* _Istruzioni_
Riporta in un elenco numerato le righe comprese tra quella che contiene "of the stone" e quella che contiene "[[220, 84], [306, 103], [103, 93], [15, 87]]", entrambe incluse, e tralascia le righe vuote.

* _Righe di dati_
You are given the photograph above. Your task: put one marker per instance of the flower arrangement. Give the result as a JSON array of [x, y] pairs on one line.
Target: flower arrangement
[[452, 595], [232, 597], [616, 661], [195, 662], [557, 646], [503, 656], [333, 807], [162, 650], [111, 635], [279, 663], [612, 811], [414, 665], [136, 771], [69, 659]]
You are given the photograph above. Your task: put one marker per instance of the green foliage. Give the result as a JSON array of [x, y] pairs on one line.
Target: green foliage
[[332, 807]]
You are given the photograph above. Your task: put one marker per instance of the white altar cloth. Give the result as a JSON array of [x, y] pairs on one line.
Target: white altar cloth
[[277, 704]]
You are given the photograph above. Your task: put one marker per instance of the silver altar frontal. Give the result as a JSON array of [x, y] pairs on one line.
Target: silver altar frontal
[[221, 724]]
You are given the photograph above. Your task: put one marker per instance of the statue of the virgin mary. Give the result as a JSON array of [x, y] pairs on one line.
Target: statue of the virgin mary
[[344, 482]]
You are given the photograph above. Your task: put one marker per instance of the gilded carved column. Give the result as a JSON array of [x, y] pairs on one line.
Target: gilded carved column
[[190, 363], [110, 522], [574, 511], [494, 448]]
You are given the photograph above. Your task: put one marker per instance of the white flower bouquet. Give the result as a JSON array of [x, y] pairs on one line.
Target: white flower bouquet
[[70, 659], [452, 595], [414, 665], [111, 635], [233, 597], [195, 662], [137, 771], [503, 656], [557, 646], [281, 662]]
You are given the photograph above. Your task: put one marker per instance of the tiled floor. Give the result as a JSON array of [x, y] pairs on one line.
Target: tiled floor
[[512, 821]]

---

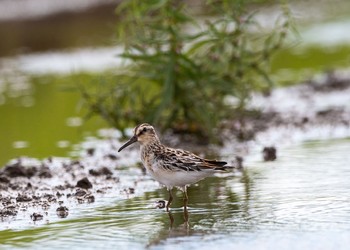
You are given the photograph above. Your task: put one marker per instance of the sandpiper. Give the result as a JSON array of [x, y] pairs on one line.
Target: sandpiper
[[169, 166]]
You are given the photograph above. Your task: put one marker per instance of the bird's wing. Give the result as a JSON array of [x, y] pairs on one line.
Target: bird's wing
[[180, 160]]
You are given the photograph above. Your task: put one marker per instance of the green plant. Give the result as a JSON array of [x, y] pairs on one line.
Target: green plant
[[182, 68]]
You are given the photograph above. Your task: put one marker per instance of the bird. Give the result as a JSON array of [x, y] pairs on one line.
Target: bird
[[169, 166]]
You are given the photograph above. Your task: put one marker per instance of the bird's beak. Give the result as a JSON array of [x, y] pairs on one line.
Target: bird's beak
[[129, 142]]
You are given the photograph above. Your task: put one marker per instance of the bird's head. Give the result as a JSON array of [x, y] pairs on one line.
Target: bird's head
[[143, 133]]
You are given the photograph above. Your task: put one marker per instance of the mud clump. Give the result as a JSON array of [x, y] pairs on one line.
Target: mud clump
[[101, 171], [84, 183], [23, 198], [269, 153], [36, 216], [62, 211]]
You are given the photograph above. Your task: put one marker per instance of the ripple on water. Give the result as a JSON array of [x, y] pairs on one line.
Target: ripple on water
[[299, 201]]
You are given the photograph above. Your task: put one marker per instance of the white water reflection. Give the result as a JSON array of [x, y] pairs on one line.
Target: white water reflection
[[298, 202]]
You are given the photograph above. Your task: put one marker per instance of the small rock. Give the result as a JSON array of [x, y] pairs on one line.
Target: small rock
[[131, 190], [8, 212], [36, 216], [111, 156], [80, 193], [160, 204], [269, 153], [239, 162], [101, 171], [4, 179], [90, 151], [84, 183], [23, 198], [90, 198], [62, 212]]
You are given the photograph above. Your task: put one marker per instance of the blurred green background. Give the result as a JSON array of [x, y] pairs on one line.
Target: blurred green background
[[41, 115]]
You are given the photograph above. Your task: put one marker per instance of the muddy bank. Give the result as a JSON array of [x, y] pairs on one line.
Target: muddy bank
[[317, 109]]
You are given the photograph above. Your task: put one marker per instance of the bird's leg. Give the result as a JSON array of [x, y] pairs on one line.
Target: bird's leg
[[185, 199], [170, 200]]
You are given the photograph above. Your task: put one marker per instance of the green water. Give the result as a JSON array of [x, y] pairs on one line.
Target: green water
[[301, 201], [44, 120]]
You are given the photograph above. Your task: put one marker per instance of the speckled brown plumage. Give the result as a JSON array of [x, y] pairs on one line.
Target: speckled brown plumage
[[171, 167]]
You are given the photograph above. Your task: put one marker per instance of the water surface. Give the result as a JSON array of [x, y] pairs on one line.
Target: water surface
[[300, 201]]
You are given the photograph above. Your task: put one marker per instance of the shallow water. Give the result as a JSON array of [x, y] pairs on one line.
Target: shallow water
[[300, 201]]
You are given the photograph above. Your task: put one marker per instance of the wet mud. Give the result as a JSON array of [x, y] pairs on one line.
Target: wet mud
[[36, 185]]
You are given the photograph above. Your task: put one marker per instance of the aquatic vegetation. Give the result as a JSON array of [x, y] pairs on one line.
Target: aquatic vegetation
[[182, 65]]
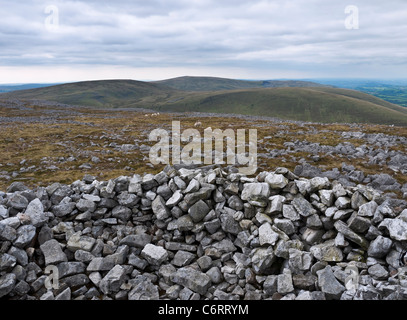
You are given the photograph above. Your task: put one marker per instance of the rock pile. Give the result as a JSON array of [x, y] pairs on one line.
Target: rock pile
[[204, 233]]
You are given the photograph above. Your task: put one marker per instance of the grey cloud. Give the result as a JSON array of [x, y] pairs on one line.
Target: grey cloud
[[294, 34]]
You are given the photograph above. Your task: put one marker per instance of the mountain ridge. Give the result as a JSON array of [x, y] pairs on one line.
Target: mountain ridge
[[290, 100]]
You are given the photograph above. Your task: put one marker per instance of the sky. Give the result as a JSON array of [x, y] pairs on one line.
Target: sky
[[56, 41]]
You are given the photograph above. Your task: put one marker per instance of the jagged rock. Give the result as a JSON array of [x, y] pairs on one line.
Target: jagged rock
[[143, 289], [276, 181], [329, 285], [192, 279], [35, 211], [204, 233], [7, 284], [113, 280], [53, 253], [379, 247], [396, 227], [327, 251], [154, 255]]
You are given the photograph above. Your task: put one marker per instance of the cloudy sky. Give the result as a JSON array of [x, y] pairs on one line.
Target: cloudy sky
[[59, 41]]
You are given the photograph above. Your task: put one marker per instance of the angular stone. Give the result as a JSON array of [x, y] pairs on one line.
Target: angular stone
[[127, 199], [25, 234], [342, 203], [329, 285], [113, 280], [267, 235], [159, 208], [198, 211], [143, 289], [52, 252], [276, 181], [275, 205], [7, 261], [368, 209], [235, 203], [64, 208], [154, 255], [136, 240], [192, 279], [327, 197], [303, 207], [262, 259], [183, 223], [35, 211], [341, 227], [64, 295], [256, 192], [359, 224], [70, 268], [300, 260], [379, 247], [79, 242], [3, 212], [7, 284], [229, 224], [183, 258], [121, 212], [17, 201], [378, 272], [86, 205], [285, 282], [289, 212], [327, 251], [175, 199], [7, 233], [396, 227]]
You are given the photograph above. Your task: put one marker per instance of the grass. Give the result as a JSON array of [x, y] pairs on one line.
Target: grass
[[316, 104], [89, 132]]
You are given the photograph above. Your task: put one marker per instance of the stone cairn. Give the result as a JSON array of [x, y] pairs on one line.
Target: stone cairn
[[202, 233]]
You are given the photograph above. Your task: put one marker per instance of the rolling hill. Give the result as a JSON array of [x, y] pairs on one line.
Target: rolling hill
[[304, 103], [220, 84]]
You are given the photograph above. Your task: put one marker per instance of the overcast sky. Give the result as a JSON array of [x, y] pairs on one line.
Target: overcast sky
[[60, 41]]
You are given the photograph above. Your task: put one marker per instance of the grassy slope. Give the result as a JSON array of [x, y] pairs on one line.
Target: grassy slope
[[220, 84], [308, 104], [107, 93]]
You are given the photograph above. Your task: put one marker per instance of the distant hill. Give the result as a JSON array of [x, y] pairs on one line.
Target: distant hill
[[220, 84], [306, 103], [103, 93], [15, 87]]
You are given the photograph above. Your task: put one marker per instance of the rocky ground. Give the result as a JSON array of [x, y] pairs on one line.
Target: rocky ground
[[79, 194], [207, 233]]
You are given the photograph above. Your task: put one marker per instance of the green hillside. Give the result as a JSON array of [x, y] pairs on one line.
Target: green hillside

* * *

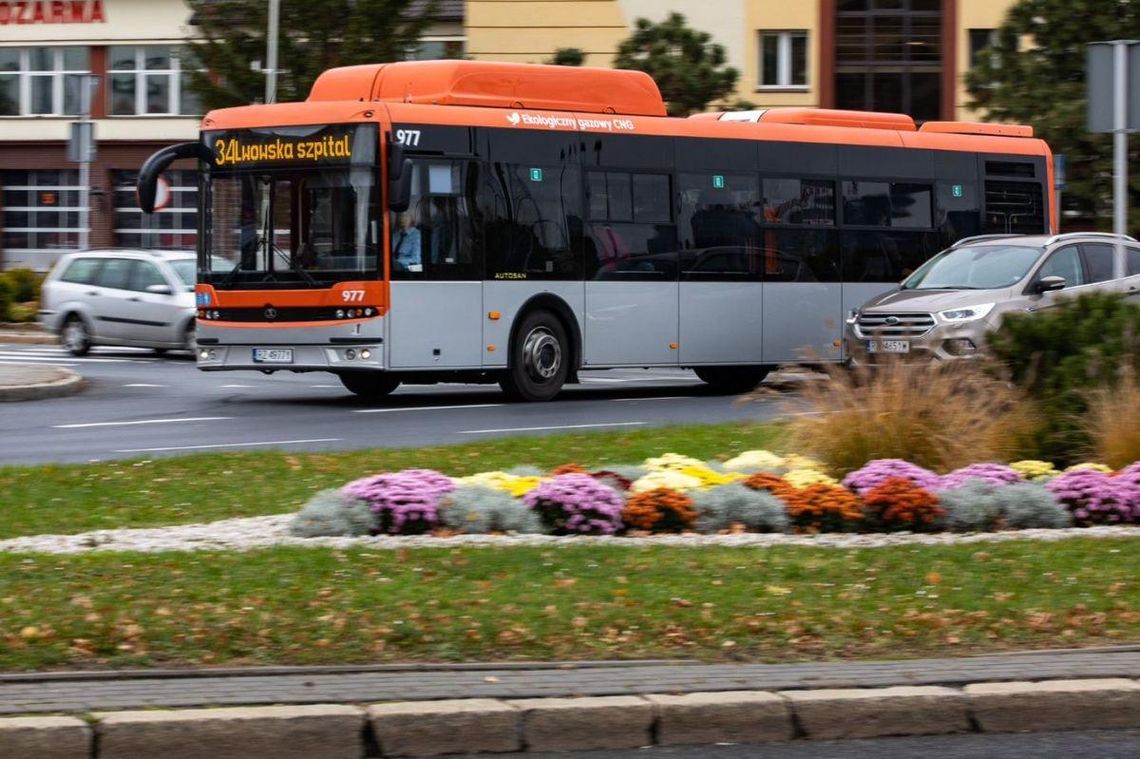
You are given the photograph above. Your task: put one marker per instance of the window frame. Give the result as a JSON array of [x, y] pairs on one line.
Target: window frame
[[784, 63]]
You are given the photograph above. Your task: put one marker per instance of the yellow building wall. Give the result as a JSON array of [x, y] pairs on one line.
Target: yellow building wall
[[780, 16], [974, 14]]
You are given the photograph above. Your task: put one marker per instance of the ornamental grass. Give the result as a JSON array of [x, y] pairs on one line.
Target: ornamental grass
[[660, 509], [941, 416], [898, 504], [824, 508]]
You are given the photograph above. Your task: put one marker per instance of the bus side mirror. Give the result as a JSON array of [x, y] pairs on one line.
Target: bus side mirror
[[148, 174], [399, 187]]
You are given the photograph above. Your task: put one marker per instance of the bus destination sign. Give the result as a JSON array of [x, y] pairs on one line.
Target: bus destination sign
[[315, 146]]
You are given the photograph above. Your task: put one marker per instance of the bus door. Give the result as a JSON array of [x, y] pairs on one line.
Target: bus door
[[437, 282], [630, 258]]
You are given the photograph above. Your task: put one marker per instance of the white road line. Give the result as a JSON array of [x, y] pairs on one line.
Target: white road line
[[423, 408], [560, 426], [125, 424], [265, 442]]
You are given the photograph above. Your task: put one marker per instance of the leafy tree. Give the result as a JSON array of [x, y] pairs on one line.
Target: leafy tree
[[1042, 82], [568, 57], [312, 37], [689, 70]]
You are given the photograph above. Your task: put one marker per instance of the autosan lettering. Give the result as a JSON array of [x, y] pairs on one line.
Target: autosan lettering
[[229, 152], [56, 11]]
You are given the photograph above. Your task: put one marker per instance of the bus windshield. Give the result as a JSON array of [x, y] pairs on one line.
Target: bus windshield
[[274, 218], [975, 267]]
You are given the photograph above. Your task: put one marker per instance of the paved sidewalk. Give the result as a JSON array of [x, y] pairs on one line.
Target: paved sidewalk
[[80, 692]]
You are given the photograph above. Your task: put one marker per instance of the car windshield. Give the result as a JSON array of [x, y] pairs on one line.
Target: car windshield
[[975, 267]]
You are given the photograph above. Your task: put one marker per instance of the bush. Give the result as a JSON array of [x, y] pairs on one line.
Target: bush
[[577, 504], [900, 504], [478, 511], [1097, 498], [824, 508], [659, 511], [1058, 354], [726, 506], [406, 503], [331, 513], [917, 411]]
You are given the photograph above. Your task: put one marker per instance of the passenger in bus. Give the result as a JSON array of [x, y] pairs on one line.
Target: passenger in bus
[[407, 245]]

* _Risposta_
1. You are given the photograph above. Your task: put one marker per instance of the stone cairn. Give the result as a JSON array of [x, y] pairs on one line.
2. Target: stone cairn
3. [[202, 233]]
4. You are given the photograph above. Your task: put one marker per instance of the rolling hill. Give the result as a JSON array of [x, y] pairs on one line.
5. Target: rolling hill
6. [[304, 103], [220, 84]]
7. You are given the photograph above. Your task: put one marker per instance of the overcast sky. Give the result as a JSON array of [x, y] pairs on one line.
8. Target: overcast sky
9. [[60, 41]]
10. You are given the photograph above. Your task: put one marker per instance of the grassy slope. Give the result as a JSON array of [x, y] pairs on one line.
11. Target: grassy slope
12. [[220, 84], [308, 104], [107, 93]]
13. You are given the photograph above. Your task: put one marker per instance of the distant hill. Give the result as a JSON array of [x, y] pairs on one line.
14. Target: distant hill
15. [[220, 84], [306, 103], [103, 93], [15, 87]]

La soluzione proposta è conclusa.